_FRAGMENTO_:
:::

Extremadura vive días de angustia, con miles de hectáreas arrasadas por los incendios forestales y cientos de vecinos que han tenido que abandonar sus hogares o permanecer confinados mientras las llamas se acercaban peligrosamente. La devastación del monte y el paisaje es enorme, pero lo más impactante son las historias humanas que emergen entre el humo. Voces que reflejan miedo, impotencia, pero también solidaridad y esperanza.
En pueblos como Jarilla, Cabezabellosa o Villar de Plasencia, las familias han comenzado a regresar a sus casas tras los desalojos. Al llegar, no se encuentran con ruinas de ladrillo, sino con un entorno reducido a cenizas. Donde antes había bosques, ahora se extienden colinas negras y árboles calcinados.
Eduardo, uno de los vecinos desalojados, describe ese regreso como “volver a un lugar que ya no es el mismo”. Sin embargo, trata de mirar adelante: “Hemos tenido suerte de que el fuego no alcanzara la casa. Ahora queda reconstruir lo perdido. Yo quiero ser optimista, porque no nos queda otra”.
El confinamiento que recordó a la pandemia
Más al norte, en Oliva de Plasencia, el incendio obligó a confinar a toda la población durante más de 32 horas. Las carreteras estaban cortadas y el humo cubría el cielo. Dentro de sus casas, los vecinos vivieron una sensación inquietantemente familiar. “Nos vino a la memoria la pandemia”, cuenta María, que pasó esas horas junto a su madre mayor y sus dos hijos. “Estábamos aislados, sin poder salir ni saber con claridad qué estaba ocurriendo fuera”.
La falta de comunicación fue uno de los mayores problemas. Muchos vecinos apenas recibían información oficial y dependían del boca a boca o de mensajes de alerta en el teléfono. Mientras tanto, el pequeño comercio local se convirtió en refugio. “Teníamos gente que venía a comprar con miedo en los ojos, buscando un poco de normalidad”, recuerda Carmen, tendera del pueblo.
Vecinos contra las llamas
En El Torno, la sensación fue de abandono. “Somos los vecinos los que estamos trabajando contra el fuego”, asegura Iván, que pasó horas junto a un grupo de amigos improvisando cortafuegos con palas y mangueras. “La ayuda no llega y la que llega no es suficiente. Hemos estado solos”. Sus palabras transmiten tanto rabia como resignación, pero también la determinación de no rendirse.

:::

_DATOS SIN PROCESAR_:
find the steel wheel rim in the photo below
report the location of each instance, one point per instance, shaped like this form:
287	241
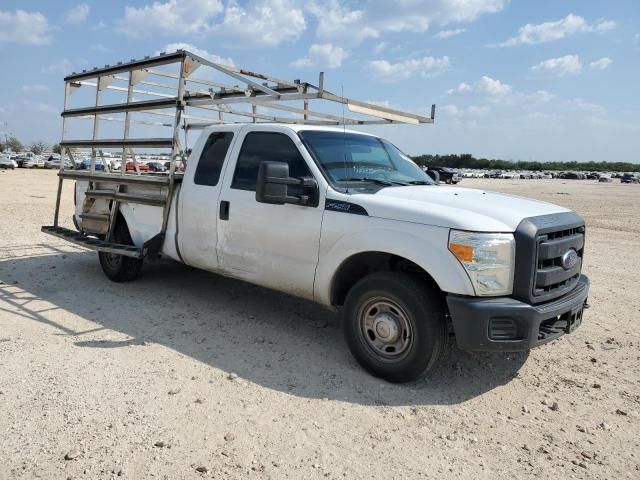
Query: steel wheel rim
385	328
113	260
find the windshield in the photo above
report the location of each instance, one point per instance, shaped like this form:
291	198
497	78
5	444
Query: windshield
349	158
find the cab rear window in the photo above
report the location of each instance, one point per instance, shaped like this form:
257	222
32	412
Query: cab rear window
212	158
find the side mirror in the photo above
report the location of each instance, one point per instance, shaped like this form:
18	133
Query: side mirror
273	185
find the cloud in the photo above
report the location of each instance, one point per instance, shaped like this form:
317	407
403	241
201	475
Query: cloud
449	33
339	22
601	64
263	23
98	47
39	106
27	28
581	105
77	14
35	88
212	57
471	110
561	66
550	31
393	72
258	23
173	17
380	47
98	26
485	85
322	55
64	66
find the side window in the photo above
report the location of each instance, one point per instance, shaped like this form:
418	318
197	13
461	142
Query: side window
267	146
212	158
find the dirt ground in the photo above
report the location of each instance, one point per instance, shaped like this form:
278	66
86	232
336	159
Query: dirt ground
184	370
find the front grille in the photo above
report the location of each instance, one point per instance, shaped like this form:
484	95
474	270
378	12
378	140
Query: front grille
550	276
541	243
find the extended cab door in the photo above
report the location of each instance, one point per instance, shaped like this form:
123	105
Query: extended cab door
271	245
199	198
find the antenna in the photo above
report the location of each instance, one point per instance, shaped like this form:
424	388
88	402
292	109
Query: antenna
344	136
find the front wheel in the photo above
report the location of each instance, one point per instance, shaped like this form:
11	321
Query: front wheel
394	324
120	268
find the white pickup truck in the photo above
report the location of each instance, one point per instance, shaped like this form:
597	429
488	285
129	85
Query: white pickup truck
407	260
345	219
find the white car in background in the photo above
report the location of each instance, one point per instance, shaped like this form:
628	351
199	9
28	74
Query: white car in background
7	162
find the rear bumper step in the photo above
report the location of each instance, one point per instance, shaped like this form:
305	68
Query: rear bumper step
93	243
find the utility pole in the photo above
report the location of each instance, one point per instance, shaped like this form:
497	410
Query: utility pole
6	136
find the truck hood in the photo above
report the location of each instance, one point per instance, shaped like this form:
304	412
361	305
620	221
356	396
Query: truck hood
453	207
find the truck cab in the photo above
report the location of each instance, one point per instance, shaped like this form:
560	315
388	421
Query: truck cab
359	227
301	204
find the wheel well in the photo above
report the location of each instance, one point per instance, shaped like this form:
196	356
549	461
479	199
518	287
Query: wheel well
362	264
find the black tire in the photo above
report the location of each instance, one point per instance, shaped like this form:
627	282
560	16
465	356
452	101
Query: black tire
416	303
119	268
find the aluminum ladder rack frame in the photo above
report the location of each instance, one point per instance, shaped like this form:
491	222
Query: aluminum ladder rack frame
214	102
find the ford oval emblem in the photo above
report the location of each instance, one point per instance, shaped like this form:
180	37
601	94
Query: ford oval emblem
569	259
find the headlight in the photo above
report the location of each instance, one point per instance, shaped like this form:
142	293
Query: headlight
488	259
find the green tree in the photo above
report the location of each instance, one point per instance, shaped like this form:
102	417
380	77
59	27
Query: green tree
14	144
38	147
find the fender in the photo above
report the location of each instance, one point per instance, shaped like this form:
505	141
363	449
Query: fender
424	245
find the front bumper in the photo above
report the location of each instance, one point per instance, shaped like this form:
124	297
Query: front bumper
506	324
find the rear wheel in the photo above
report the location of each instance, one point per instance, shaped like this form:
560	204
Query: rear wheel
120	268
394	325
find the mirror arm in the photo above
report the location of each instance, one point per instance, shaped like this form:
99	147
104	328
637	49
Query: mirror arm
305	182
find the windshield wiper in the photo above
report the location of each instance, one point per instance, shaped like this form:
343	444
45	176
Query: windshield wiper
378	181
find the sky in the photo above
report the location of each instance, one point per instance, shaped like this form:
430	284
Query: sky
542	80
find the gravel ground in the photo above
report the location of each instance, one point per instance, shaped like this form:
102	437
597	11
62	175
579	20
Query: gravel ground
185	374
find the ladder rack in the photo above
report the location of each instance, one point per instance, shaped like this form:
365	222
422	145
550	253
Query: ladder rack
165	86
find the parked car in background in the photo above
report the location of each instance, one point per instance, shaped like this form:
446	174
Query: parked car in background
7	162
629	178
179	166
53	162
26	162
86	164
114	165
156	167
130	167
572	176
444	174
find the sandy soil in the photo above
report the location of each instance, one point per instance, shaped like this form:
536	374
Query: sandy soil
184	371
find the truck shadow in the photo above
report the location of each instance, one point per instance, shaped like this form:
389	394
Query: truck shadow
265	337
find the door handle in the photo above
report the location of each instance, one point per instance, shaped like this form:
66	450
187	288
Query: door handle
224	210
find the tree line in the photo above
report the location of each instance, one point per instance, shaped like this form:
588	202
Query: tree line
12	144
466	160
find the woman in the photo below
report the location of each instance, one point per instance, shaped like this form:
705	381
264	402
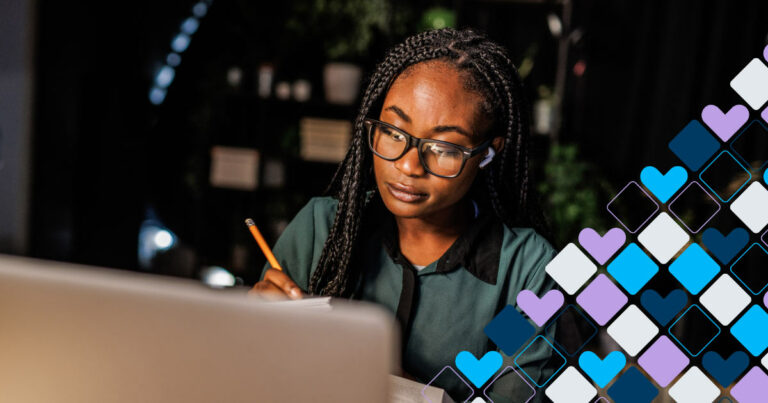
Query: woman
430	213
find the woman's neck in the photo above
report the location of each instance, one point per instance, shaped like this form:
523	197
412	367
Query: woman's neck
424	239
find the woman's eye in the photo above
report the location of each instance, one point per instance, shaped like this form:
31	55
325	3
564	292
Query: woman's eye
442	151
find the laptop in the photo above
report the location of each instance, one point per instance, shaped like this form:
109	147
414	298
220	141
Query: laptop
71	333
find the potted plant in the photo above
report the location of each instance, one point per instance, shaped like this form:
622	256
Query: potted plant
346	28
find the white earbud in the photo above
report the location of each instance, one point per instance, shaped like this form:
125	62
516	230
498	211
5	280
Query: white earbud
488	157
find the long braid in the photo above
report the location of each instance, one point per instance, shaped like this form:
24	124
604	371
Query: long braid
490	72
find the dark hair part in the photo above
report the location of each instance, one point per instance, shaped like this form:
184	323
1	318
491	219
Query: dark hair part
491	73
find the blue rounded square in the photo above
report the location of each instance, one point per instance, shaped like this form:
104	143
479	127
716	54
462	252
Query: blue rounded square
694	268
694	145
542	339
633	268
632	387
509	330
751	329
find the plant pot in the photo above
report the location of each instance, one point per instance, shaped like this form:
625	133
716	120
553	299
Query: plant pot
342	82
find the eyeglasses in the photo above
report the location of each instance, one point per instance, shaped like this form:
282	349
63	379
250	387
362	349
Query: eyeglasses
440	158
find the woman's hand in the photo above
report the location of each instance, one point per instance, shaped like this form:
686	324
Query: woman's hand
277	285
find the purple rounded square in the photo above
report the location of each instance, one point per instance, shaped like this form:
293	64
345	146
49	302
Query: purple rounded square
602	299
751	388
663	361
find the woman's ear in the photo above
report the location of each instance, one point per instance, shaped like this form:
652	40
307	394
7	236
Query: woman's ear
488	157
496	145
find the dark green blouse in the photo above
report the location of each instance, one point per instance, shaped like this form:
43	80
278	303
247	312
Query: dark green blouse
444	307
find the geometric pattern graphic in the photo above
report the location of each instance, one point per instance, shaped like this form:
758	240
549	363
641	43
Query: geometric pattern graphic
707	339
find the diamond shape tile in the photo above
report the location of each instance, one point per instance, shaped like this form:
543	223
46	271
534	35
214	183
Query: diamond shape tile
694	387
571	268
725	299
750	207
663	238
632	330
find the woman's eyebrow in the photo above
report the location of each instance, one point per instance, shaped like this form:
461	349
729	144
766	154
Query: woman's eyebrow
399	112
436	129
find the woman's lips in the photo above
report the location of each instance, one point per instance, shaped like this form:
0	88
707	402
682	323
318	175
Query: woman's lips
405	193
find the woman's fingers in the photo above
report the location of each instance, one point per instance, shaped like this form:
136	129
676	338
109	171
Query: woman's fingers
276	281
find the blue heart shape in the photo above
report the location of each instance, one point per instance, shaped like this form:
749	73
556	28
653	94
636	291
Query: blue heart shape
663	186
478	371
664	309
602	371
725	248
725	371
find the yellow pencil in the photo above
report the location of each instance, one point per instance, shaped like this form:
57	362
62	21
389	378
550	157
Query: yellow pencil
262	244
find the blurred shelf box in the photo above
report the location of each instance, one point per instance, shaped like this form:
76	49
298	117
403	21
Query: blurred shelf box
324	140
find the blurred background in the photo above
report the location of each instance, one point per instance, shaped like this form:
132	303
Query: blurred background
139	136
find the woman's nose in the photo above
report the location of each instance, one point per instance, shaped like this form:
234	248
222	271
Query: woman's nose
409	163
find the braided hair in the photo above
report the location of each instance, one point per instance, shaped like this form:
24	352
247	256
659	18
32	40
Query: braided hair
486	69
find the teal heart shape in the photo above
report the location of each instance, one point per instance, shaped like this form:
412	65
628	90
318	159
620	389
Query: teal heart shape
478	371
602	371
725	371
664	309
663	186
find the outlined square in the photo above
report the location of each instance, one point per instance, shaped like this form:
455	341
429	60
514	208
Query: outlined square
694	207
696	319
663	238
747	268
752	83
751	387
694	387
506	371
509	330
581	322
542	339
443	373
632	330
642	209
751	144
750	207
694	145
720	175
725	299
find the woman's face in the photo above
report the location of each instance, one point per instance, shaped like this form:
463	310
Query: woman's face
430	102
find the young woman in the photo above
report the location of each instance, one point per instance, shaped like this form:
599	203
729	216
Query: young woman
430	213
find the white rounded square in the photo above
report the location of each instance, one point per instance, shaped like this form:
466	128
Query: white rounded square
571	387
694	387
632	330
752	207
663	237
725	299
571	268
752	83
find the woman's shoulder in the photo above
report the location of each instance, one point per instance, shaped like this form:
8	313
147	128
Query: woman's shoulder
527	239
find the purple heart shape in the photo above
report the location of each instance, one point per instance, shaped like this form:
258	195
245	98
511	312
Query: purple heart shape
602	247
540	310
725	125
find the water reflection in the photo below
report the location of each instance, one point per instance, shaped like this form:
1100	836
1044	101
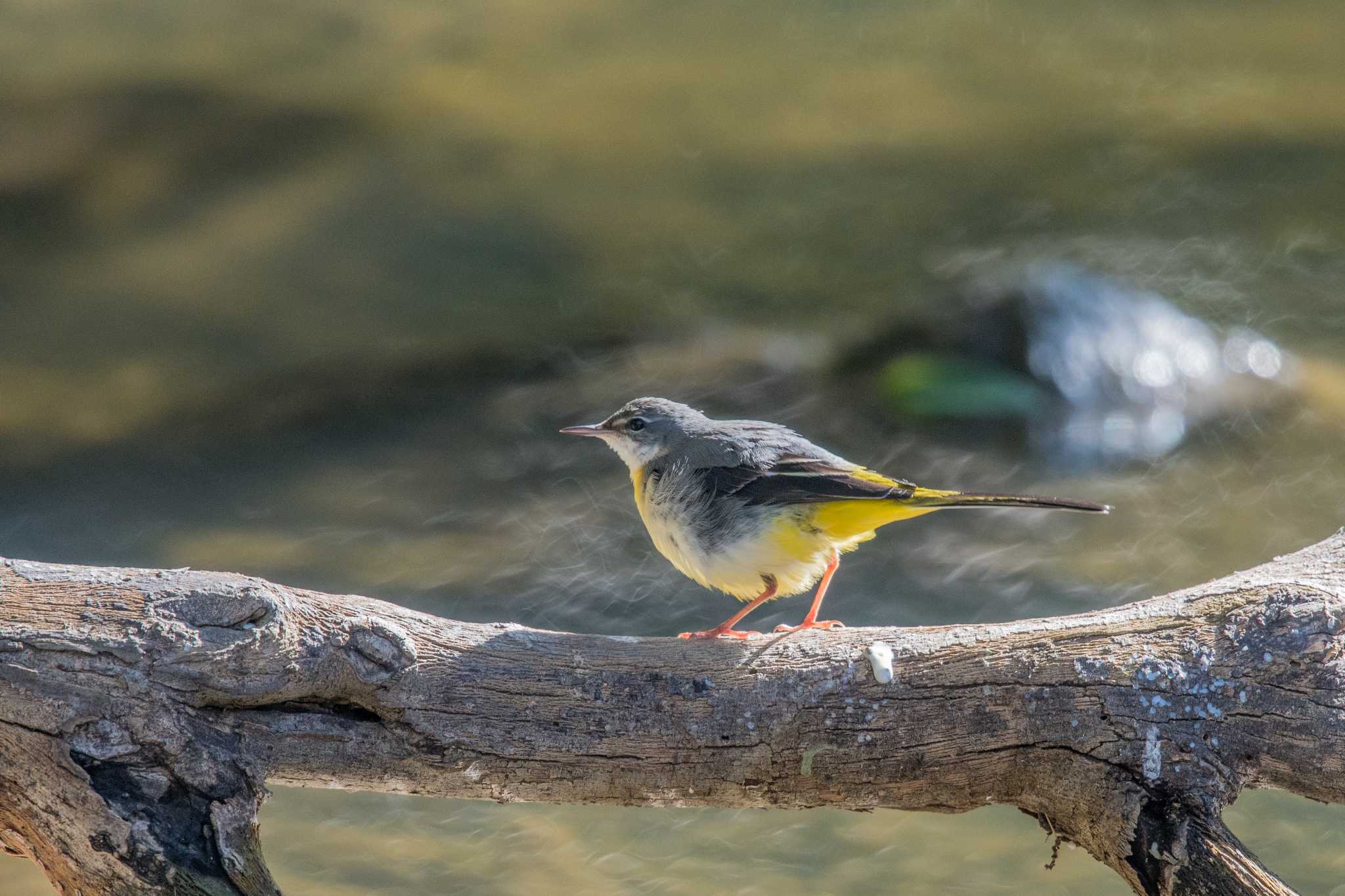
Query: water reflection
305	292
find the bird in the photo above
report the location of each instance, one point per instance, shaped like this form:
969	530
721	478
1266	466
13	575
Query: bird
759	512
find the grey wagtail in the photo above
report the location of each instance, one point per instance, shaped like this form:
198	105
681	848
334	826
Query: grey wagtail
758	511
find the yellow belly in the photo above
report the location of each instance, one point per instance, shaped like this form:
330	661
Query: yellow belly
795	547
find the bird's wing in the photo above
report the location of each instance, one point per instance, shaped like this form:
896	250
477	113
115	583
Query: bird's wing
793	479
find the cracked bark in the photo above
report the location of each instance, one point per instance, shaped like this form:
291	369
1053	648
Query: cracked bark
142	712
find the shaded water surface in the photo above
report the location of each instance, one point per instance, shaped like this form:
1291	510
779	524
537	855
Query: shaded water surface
303	291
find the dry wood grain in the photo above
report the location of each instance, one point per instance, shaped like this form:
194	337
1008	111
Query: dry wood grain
142	711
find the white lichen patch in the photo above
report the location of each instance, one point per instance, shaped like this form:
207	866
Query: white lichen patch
880	657
1153	763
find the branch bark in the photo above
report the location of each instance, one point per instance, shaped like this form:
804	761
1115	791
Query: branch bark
143	710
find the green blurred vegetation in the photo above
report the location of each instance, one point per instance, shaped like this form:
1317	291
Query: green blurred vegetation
301	289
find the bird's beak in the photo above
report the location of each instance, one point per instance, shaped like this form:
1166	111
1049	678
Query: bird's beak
586	430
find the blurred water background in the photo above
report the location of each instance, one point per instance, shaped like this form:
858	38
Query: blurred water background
303	289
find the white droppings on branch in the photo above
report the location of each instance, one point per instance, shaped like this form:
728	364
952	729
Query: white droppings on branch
880	657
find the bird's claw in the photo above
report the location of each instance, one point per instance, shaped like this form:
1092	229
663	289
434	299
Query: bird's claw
717	633
827	625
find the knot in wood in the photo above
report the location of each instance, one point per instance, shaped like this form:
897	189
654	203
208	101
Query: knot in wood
377	649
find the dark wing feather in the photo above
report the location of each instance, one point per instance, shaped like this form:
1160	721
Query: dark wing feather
798	480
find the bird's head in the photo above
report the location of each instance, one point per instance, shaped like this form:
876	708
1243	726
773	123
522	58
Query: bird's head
645	429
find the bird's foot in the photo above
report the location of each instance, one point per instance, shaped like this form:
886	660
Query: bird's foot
717	631
813	624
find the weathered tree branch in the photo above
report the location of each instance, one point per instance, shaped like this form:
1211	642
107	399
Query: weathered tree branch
142	711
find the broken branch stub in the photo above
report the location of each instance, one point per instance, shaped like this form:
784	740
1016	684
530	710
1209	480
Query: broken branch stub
142	711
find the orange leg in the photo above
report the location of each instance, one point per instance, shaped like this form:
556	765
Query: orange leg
725	629
811	620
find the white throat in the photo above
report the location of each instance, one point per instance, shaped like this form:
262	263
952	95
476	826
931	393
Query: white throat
635	454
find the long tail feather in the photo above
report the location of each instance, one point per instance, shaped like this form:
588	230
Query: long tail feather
940	499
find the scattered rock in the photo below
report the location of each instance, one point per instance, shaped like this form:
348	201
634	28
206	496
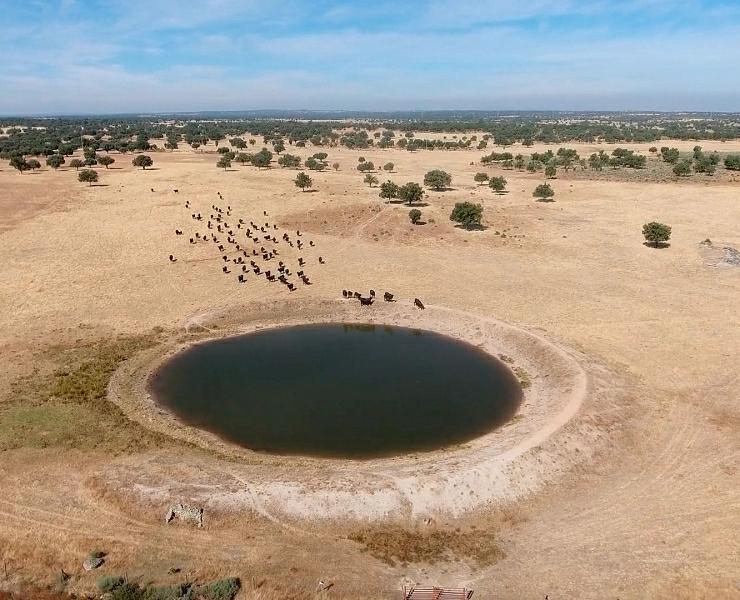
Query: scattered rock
92	563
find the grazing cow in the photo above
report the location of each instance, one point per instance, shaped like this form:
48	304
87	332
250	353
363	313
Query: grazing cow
185	513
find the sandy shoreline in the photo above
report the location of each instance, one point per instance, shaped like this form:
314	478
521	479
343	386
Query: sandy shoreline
499	467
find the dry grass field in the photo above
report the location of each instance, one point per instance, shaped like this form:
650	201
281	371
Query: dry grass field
636	496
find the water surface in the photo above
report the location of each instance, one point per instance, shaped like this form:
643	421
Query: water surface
338	390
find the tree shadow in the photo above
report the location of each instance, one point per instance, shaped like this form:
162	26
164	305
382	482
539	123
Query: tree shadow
479	227
659	246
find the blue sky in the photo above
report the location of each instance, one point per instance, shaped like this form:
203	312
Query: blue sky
110	56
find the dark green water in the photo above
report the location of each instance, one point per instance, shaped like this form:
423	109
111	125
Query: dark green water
339	391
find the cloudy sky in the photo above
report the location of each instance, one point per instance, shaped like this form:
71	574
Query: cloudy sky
113	56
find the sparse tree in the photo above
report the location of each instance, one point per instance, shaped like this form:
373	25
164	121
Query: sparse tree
705	164
467	214
732	162
289	161
411	192
656	233
682	168
142	161
262	159
389	190
243	158
497	184
543	192
19	163
480	178
87	176
106	160
303	181
55	161
370	179
670	155
438	179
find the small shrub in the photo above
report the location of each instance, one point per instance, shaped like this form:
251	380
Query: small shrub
107	583
222	589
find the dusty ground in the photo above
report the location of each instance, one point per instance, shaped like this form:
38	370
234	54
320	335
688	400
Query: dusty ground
641	491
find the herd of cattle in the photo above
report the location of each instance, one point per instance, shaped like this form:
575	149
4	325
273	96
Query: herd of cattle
259	243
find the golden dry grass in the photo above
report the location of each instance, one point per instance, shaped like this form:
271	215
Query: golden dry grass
651	511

:::

_QUÉ SE PIDE_: Copia literalmente la parte del texto sobre los incendios de Extremadura comprendida entre "En pueblos como" y "y árboles calcinados.", ambos incluidos.

_SOLUCIÓN DEL EJERCICIO_:
En pueblos como Jarilla, Cabezabellosa o Villar de Plasencia, las familias han comenzado a regresar a sus casas tras los desalojos. Al llegar, no se encuentran con ruinas de ladrillo, sino con un entorno reducido a cenizas. Donde antes había bosques, ahora se extienden colinas negras y árboles calcinados.